[Start of section]

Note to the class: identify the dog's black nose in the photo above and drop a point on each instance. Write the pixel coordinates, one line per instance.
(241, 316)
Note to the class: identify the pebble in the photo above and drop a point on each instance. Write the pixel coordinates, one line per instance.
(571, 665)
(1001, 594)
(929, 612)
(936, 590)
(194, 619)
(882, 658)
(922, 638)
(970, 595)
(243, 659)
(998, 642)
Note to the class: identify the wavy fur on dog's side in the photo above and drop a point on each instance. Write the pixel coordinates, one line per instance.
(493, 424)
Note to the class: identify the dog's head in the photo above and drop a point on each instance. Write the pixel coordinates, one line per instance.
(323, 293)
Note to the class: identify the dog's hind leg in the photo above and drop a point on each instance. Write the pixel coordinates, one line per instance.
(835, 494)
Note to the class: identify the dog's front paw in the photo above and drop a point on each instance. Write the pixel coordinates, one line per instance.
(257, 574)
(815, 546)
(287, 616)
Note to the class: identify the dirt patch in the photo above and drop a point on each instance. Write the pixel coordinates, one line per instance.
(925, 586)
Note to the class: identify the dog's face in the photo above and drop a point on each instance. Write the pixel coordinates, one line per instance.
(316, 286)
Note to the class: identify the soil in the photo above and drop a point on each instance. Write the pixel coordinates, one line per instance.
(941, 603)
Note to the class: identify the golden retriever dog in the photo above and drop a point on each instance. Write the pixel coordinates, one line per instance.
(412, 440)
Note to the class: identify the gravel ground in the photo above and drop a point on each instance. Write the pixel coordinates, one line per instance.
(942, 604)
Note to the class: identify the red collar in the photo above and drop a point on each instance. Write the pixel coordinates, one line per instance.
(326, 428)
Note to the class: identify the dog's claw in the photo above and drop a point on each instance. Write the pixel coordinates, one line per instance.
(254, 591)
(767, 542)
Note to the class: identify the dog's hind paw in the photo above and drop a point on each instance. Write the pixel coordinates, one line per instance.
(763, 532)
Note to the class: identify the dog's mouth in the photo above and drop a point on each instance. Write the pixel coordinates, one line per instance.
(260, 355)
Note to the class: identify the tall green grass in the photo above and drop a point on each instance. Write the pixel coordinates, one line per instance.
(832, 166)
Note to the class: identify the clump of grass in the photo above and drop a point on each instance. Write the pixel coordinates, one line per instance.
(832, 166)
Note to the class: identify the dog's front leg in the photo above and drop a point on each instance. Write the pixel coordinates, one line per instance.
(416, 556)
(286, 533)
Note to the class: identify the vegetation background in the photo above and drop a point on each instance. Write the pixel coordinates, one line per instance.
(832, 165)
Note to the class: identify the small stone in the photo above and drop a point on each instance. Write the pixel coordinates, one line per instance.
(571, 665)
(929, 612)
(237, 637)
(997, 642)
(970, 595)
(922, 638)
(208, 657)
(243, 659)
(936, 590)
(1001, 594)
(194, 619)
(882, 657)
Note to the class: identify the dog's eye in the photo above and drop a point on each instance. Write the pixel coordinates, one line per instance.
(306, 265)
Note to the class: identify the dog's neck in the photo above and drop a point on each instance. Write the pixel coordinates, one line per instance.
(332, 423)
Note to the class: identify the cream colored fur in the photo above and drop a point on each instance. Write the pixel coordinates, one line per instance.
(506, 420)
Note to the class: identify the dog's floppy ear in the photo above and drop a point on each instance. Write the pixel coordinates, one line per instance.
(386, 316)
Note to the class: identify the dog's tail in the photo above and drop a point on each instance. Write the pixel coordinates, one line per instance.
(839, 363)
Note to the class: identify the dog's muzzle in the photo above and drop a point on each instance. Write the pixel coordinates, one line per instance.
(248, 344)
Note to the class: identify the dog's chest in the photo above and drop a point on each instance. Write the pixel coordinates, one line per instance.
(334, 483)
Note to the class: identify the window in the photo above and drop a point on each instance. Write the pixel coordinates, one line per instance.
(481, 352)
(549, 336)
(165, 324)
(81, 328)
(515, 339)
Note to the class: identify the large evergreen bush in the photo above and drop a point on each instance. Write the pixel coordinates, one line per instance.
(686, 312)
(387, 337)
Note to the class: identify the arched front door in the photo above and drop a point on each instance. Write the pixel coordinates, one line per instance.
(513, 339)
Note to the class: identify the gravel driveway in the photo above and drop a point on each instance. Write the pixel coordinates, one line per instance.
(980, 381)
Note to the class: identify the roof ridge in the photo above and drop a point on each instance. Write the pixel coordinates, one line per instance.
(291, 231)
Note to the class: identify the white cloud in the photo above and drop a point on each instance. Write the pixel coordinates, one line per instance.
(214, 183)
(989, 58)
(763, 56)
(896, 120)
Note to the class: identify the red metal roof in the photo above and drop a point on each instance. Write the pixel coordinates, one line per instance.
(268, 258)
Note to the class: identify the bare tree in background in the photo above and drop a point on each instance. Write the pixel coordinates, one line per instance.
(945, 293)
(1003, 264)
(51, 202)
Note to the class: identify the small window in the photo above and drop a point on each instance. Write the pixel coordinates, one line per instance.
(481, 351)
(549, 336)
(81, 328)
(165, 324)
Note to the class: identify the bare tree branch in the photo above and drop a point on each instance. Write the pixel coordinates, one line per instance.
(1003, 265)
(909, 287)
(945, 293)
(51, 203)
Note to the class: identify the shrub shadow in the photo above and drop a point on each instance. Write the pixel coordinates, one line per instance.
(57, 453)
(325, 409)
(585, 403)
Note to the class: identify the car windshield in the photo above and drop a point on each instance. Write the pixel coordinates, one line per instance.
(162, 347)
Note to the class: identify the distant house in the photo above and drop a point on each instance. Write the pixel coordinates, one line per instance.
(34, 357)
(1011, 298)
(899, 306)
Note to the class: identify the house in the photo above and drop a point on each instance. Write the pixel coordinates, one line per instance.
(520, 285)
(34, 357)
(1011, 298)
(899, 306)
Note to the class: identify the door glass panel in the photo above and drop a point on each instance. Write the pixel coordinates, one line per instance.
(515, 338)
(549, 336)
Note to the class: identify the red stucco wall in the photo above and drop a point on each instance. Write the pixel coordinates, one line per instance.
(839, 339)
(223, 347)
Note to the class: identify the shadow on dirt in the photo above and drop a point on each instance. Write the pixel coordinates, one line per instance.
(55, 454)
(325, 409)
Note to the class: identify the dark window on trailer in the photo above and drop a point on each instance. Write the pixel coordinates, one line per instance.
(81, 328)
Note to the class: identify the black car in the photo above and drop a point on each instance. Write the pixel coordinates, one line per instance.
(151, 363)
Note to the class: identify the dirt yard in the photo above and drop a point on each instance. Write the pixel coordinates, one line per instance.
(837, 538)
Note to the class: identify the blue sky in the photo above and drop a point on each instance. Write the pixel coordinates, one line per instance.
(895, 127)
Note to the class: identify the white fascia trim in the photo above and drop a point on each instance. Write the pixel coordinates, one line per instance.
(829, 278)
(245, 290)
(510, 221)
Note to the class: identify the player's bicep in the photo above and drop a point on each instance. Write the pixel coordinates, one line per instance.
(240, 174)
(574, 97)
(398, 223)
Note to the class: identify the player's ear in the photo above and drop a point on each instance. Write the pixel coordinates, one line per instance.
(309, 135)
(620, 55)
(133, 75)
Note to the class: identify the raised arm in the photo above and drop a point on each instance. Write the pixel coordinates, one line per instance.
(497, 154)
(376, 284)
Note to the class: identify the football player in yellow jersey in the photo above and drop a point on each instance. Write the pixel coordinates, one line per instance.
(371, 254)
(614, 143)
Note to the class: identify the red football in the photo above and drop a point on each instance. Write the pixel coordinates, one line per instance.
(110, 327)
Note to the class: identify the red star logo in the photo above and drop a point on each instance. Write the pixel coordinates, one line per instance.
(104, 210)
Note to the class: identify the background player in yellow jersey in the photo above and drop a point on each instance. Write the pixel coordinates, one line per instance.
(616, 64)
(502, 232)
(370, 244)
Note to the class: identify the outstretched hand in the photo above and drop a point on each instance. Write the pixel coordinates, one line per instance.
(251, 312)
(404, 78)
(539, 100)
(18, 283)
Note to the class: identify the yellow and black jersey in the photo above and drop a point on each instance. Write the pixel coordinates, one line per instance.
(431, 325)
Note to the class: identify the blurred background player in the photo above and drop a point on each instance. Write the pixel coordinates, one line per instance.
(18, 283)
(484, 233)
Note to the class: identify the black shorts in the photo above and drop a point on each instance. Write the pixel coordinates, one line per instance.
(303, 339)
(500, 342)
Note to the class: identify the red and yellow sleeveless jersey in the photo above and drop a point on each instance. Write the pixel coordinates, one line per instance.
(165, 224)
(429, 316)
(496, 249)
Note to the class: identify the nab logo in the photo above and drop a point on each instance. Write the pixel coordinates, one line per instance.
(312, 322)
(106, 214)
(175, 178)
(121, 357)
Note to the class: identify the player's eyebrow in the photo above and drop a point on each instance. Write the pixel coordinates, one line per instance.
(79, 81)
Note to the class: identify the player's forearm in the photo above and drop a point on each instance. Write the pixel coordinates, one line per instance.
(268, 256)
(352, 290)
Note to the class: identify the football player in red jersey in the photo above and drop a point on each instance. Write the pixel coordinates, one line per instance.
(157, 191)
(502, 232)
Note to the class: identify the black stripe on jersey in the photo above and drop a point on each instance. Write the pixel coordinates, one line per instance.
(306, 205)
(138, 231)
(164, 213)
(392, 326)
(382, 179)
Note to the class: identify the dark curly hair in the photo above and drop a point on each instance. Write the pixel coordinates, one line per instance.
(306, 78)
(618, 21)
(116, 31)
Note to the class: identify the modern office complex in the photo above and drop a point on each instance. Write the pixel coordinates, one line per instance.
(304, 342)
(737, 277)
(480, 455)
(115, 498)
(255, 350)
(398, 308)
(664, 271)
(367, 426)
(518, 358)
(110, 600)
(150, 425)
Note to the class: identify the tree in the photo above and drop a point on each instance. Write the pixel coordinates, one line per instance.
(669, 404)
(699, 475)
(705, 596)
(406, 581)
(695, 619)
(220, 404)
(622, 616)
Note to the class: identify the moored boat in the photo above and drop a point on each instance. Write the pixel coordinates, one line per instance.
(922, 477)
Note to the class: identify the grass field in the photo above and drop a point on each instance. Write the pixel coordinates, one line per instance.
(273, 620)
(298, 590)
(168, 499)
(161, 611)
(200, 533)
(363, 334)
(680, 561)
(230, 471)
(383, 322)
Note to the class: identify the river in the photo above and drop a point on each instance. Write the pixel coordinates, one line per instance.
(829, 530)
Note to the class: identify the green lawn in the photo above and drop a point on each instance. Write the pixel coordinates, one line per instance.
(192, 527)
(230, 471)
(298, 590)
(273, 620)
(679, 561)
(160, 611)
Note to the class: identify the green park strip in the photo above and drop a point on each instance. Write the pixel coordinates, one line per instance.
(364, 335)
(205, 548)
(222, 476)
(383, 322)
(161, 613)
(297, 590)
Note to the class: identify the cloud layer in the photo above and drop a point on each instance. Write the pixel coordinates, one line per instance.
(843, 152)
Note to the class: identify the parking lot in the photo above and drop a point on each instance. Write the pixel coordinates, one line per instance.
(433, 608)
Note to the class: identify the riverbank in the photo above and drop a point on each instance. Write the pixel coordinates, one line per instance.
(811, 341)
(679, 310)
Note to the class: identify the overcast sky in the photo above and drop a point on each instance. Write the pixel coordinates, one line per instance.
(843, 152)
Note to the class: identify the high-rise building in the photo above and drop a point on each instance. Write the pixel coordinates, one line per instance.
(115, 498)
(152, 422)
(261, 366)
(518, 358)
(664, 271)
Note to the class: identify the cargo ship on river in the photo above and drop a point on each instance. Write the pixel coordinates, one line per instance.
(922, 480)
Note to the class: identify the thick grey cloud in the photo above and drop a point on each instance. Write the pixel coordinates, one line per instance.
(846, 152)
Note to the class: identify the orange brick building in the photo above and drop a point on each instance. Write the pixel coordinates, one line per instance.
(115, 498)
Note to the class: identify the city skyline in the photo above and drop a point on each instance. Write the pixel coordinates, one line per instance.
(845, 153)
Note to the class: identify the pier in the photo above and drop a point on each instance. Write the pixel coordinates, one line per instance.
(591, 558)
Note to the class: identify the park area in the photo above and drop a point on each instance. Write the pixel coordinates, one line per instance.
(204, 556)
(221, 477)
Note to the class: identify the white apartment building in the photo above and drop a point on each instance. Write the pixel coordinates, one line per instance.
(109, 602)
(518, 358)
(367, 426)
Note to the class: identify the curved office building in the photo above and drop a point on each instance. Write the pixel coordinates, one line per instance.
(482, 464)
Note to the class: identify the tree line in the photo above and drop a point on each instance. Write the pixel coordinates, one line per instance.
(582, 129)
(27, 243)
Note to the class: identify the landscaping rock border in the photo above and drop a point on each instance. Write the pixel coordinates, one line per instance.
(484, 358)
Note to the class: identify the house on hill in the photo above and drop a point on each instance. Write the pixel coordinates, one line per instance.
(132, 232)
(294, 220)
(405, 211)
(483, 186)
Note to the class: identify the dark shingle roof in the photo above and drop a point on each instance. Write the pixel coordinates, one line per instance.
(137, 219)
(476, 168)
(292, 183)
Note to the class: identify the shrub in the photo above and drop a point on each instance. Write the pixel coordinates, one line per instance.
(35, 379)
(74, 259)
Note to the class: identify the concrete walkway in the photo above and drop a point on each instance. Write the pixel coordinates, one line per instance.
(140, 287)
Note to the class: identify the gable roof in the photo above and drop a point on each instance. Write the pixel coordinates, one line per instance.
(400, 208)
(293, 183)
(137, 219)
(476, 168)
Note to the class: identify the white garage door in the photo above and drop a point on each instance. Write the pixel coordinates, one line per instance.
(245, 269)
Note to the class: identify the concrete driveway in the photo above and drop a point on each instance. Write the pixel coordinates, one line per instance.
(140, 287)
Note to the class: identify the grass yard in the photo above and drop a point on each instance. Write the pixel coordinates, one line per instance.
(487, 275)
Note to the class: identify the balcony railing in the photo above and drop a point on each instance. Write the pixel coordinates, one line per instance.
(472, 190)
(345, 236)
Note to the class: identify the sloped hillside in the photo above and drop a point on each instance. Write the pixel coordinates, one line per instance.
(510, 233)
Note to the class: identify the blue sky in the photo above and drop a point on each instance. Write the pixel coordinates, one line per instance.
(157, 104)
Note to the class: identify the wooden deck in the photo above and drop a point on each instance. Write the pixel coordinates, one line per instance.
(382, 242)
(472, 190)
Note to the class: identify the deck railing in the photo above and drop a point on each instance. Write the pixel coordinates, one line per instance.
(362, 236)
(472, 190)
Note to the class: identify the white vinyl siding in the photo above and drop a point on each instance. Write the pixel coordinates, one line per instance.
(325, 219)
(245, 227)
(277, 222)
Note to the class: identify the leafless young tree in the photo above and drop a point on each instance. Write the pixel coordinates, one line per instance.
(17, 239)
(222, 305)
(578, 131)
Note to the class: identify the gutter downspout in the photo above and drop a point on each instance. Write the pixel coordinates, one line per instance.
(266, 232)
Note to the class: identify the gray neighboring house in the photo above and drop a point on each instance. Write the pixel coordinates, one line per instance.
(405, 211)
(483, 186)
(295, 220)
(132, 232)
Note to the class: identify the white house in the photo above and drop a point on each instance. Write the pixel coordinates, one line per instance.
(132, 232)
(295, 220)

[End of section]

WORK INSTRUCTION: Give back exactly the lines from the one containing "Note to the class: identify the white house" through the last line of the records.

RESPONSE TO THIS TASK:
Note to the class: identify the white house in the photo above and drop a point on each instance. Write the pixel coordinates, one line per instance.
(132, 232)
(295, 220)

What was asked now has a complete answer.